Task item >> From the entries that follow, copy each line in which "bottom" appears.

Collected data >>
§

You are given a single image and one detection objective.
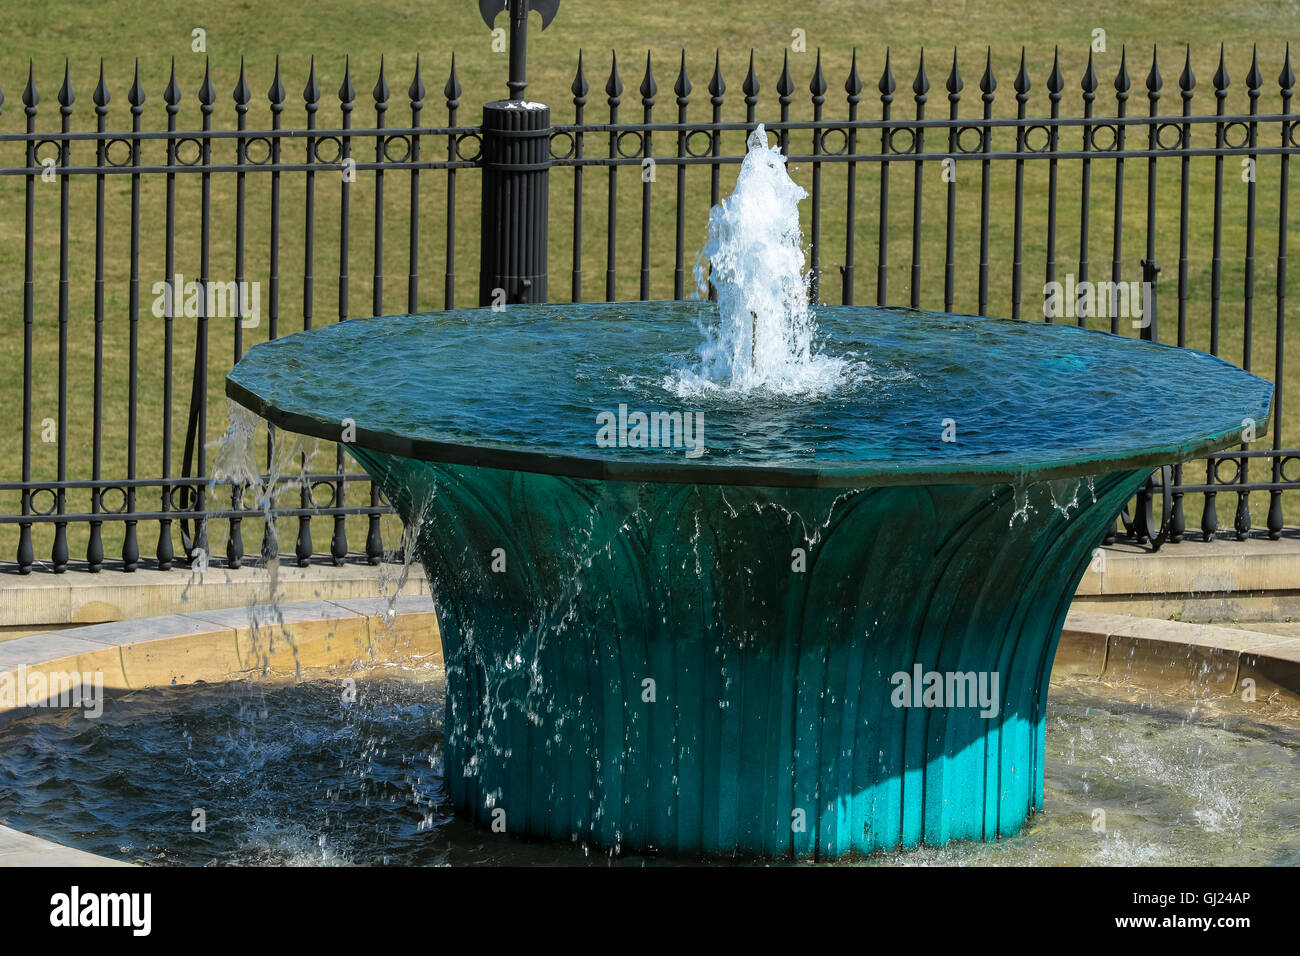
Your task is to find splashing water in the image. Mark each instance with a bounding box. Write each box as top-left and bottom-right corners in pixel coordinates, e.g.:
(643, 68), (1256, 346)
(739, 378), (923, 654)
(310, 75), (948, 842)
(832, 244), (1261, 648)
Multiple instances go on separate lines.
(681, 124), (846, 395)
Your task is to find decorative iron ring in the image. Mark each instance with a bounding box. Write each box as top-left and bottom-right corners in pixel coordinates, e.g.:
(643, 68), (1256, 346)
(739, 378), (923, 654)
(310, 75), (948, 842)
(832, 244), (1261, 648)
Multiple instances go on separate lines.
(956, 125), (985, 153)
(104, 138), (135, 167)
(1155, 122), (1187, 150)
(684, 128), (714, 158)
(99, 485), (129, 515)
(1222, 121), (1251, 150)
(1022, 125), (1052, 153)
(383, 134), (412, 163)
(548, 130), (575, 160)
(454, 132), (482, 162)
(1212, 455), (1242, 485)
(242, 136), (274, 165)
(310, 480), (337, 509)
(33, 138), (63, 167)
(817, 127), (849, 156)
(1281, 454), (1300, 484)
(174, 137), (204, 166)
(1086, 124), (1118, 151)
(311, 136), (342, 165)
(616, 129), (645, 158)
(885, 126), (917, 155)
(28, 487), (57, 517)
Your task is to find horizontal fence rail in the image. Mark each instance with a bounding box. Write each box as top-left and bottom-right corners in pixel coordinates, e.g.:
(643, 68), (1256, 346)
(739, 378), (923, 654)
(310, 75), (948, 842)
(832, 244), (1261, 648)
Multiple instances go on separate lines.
(0, 42), (1297, 573)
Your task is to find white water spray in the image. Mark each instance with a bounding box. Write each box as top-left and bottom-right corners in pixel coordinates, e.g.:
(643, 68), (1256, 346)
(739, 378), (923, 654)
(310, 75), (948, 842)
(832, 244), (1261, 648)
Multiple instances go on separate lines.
(683, 124), (846, 395)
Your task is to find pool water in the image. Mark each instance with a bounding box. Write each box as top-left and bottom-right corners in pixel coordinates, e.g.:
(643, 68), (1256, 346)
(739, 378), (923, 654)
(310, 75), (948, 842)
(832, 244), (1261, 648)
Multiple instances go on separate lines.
(0, 669), (1295, 866)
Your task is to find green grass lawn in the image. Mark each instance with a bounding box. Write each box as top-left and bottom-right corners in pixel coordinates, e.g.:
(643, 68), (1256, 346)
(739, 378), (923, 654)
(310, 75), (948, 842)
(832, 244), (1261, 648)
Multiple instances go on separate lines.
(0, 0), (1297, 566)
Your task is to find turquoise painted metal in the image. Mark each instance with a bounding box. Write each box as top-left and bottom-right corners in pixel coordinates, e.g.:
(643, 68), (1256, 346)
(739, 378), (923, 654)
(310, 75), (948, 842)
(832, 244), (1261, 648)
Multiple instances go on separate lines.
(226, 302), (1274, 858)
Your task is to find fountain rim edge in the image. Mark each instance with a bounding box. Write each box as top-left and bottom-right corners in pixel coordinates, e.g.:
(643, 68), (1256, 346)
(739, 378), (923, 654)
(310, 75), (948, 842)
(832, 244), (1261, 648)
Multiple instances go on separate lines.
(223, 373), (1269, 490)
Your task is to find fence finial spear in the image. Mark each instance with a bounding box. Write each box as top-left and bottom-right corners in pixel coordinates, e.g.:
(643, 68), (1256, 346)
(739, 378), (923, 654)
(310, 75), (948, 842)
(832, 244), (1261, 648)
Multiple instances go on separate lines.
(1179, 47), (1195, 97)
(129, 59), (145, 109)
(846, 49), (862, 100)
(479, 0), (561, 101)
(709, 50), (725, 102)
(1247, 44), (1263, 93)
(947, 48), (962, 99)
(980, 47), (996, 99)
(573, 50), (589, 103)
(22, 60), (37, 110)
(269, 55), (287, 107)
(163, 57), (180, 109)
(409, 53), (425, 105)
(1082, 48), (1098, 97)
(1213, 44), (1229, 94)
(1281, 43), (1295, 95)
(234, 57), (252, 108)
(93, 58), (110, 110)
(58, 58), (74, 110)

§

Completed task >>
Your task is to find splashing water in the image. Mark each instance with a bounding box. Write each box as top-left and bottom-right corners in pixel coordinates, e.g.:
Your task is to find decorative iron ring in the image. Mark each instance with a bounding box. Write each box as top-left and bottom-right corners in pixel coordinates, e.g.:
Your task is to find horizontal fence rail in the image. Mark each instance with a bounding box. Write each box as top-left and bottom-right corners in pixel coordinates, e.g.:
Your task is to find white water spray in the image. Mark each instance with a bounding box. Write each box as top-left and bottom-right corners in pixel coordinates, e.g.:
Your task is to find pool water in the image. Mark each instance with a bounding box. Write each box as top-left and bottom-right corners in pixel coordinates, e.g.:
Your task is to find green grass lawn in the image. Mark each instance with a bounding box. Write each box as top-left and bottom-right corners in pixel coordinates, e.g.:
Your task is to find turquoise painted metal in the image. Mark each instance with a bounding box. Write each box as top-left and bottom-right corners in pixel coordinates, e.g.:
Your task is to find fountain rim edge in the image. Mark each instance with a bounding box. Write each box as top-left and bottom-right corners in pixel coordinates, e.g.:
Your task is to find fence finial spear in the image. Mark each instance with a bounding box. Write each box as top-left and bottom-right corners in pixel coordinates, e.g.:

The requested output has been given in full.